The U.S. Department of Health and Human Services has bumped up the income guidelines to establish poverty level cutoffs and multiples, Kaiser Health News reported.
The increase could allow more people to obtain insurance via Medicaid and the state health insurance exchanges in the coming months, giving more financial stability for hospitals and other providers.
Under the guidelines, the Medicaid eligibility cutoff for a family of four rose to $32,913 a year, up from $32,499. The cutoff for income tax premium subsidies up to 400 percent of the poverty level jumped to $95,400 from $94,200. The income cutoffs are slightly higher in Alaska and Hawaii because their geographic isolation from the continental U.S. drives up prices.
The federal government attributed the adjustments to a 1.5 percent general price increase.
Although the levels became official as of Jan. 1, they won't factor into Medicaid eligibility or purchasing coverage from the health insurance exchange until this fall.
During the last three months of 2013, about 6.3 million Americans signed up for Medicaid coverage, a number likely influenced by the less stringent income eligibility guidelines under the Affordable Care Act. However, HHS didn't provide enough data to clearly delineate the ACA's effect on Medicaid enrollments, according to the Washington Post.
Twenty-six states expanded Medicaid eligibility, 23 other states didn't expand and two others are still in the process of deciding what to do. Politics guided most of the state's decisions, although fear of asset recovery after death has apparently also held down enrollments.
For 2013, nearly 80 percent of those who purchased coverage through the exchanges received some form of premium subsidy based on their income, according to HHS data.

(Excerpts from a dataset)
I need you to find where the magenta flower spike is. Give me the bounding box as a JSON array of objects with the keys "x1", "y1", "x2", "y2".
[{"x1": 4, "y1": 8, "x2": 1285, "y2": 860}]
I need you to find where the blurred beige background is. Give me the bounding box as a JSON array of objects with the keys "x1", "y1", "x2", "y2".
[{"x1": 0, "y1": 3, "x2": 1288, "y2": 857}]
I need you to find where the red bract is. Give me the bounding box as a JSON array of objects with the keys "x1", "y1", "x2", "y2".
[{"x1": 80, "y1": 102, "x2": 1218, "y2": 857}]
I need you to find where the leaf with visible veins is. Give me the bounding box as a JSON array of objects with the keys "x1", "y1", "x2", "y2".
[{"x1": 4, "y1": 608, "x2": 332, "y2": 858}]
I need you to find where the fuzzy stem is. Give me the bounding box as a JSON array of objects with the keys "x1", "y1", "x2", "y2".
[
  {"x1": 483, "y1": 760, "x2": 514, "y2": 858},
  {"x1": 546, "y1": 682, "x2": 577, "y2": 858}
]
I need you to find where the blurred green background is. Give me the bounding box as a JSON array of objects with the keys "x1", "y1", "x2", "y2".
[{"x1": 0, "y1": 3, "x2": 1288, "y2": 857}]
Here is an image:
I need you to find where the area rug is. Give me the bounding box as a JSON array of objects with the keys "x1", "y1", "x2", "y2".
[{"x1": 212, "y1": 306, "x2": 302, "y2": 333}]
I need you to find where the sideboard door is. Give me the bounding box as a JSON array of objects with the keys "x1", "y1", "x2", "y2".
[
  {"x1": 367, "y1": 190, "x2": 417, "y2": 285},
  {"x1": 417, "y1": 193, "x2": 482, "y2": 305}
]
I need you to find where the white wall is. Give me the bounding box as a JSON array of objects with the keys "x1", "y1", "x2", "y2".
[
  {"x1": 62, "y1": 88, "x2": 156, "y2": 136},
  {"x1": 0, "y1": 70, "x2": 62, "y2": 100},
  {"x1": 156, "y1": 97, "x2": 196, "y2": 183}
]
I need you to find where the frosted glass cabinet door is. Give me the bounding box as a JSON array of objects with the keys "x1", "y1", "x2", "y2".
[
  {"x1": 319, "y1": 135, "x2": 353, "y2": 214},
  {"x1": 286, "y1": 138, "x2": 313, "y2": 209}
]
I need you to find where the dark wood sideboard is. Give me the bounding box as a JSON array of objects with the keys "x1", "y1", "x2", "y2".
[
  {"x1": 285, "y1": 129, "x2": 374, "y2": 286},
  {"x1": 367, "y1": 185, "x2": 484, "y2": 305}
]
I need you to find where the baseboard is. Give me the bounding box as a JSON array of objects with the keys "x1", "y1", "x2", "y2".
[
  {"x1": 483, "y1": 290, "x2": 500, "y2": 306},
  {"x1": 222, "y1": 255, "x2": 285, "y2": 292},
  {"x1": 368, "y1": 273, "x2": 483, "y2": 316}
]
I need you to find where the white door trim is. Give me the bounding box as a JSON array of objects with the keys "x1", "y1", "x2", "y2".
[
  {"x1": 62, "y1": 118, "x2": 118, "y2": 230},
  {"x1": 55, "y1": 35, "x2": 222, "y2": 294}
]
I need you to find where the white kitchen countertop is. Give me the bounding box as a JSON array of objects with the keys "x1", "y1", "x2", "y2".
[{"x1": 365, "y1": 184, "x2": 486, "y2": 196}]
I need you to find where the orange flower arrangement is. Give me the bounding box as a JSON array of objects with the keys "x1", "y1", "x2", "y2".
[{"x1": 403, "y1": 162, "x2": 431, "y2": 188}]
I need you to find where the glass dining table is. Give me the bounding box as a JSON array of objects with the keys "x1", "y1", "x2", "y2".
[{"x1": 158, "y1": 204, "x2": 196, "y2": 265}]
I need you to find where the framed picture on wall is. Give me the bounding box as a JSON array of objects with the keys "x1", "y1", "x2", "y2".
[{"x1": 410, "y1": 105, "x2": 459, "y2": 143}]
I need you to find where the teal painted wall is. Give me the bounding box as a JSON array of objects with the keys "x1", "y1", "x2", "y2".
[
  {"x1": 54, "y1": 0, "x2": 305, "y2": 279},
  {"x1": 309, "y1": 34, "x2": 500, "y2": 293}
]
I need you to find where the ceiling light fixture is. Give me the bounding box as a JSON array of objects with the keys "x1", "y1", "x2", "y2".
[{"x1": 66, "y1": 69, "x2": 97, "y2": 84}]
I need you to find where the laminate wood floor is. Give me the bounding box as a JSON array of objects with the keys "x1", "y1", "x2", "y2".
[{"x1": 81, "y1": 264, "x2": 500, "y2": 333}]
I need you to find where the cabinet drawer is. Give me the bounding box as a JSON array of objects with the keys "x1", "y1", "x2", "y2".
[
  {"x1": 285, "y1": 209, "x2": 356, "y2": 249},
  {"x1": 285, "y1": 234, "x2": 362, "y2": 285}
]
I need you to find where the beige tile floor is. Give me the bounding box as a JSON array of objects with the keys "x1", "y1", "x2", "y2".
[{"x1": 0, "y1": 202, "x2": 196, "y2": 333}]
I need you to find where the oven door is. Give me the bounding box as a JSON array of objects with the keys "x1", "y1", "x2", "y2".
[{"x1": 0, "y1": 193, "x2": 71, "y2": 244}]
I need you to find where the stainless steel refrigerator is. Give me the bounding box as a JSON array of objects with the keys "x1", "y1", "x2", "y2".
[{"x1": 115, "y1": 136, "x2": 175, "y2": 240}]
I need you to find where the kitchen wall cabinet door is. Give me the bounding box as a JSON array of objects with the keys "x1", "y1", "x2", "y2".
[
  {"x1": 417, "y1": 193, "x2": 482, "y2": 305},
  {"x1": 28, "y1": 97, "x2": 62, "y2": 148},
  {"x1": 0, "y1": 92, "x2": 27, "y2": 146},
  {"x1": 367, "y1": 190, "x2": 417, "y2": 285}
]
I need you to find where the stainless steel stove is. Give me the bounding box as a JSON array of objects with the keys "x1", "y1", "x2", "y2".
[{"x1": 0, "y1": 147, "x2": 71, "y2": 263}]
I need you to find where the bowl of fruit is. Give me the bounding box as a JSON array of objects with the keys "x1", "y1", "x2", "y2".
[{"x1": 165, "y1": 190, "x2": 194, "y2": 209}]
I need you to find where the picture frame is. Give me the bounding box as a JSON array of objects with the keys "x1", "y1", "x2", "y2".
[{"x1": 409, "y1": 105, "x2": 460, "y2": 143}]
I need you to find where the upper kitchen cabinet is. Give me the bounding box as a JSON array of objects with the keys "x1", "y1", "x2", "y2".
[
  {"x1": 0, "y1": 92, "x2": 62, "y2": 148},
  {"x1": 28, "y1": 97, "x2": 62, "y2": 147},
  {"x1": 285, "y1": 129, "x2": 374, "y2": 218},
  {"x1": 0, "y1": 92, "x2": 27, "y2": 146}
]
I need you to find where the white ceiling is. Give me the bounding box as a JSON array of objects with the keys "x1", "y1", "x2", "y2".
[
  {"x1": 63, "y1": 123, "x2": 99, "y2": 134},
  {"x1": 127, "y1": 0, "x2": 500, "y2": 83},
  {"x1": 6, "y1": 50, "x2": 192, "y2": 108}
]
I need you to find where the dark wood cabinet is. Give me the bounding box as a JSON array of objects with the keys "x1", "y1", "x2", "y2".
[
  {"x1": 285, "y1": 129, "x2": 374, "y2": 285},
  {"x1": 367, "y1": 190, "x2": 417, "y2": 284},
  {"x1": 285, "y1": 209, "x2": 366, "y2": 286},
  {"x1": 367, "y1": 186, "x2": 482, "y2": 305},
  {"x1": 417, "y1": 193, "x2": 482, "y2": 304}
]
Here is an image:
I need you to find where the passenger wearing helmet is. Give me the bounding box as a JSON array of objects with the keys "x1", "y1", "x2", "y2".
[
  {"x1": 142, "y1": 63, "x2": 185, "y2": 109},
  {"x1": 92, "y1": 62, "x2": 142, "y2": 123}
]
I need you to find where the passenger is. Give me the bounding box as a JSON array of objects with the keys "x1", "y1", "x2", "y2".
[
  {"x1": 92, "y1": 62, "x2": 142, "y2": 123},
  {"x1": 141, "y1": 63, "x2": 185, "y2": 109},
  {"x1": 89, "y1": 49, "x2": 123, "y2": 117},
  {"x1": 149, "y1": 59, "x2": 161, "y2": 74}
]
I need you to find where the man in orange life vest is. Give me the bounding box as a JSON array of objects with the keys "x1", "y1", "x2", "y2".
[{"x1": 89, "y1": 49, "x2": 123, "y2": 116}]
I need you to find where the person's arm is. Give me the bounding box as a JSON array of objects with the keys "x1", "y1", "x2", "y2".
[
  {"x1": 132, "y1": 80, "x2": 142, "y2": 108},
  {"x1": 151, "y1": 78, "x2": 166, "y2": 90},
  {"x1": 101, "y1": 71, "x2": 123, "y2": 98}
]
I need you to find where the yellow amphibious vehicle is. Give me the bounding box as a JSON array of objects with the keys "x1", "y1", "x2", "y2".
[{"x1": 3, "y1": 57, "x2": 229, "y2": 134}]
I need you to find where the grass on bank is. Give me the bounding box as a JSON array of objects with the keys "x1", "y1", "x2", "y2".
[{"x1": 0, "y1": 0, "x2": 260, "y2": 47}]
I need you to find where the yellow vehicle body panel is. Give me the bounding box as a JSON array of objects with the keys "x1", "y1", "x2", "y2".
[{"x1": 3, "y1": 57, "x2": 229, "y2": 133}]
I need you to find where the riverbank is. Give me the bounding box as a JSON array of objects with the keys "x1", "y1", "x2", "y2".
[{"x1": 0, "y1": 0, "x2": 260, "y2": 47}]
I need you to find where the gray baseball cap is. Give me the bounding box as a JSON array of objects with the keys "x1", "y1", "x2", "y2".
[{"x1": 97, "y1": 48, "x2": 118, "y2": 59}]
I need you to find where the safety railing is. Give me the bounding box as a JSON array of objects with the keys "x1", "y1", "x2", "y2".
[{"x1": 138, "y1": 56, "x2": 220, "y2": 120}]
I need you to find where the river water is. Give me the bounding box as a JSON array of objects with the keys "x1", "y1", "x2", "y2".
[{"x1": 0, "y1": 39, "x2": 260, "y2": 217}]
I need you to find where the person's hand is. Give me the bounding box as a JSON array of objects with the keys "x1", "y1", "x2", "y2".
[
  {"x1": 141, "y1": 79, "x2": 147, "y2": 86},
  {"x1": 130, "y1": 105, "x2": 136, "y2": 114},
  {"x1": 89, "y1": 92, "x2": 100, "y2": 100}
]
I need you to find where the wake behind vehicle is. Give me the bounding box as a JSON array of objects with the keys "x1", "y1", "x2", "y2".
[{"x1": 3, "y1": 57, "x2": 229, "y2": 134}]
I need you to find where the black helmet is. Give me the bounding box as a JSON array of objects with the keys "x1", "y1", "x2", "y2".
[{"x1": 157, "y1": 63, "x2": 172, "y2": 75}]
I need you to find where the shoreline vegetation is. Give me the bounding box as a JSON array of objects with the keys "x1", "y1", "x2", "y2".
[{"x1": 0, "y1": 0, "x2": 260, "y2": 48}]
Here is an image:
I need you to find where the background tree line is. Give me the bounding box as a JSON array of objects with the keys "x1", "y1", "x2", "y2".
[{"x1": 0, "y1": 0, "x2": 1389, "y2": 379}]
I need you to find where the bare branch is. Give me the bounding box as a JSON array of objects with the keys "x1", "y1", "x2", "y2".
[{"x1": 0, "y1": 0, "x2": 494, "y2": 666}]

PROMPT. According to the article on the new poverty guidelines, what did the federal government say caused the adjustments?

SOLUTION. A 1.5 percent general price increase.